• [Material shown]
####
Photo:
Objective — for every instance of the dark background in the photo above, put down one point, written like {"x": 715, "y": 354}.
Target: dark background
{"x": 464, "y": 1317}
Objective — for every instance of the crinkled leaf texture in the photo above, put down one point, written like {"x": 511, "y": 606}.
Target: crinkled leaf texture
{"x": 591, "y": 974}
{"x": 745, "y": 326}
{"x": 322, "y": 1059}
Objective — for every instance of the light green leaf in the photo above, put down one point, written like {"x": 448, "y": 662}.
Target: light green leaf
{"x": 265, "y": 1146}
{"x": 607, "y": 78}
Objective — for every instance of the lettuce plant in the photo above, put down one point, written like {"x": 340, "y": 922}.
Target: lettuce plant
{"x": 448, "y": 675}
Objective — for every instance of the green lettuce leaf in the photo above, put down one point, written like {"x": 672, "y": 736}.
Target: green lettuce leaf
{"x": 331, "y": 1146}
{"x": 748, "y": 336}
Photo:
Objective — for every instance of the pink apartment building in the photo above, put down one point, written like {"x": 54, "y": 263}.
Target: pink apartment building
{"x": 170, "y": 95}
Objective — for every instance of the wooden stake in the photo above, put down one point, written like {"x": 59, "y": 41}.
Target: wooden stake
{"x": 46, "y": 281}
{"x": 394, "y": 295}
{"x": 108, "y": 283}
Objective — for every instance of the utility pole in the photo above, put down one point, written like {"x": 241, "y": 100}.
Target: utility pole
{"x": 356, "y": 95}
####
• [Job]
Can you reproduce the listing verbatim, starting at the line that contains "Objective — for every instance of the utility" and ending at the last line of the listing?

• [Exercise output]
Objective — for every instance of the utility pole in the photo above, put down one point, written like {"x": 241, "y": 100}.
Target: utility pole
{"x": 356, "y": 95}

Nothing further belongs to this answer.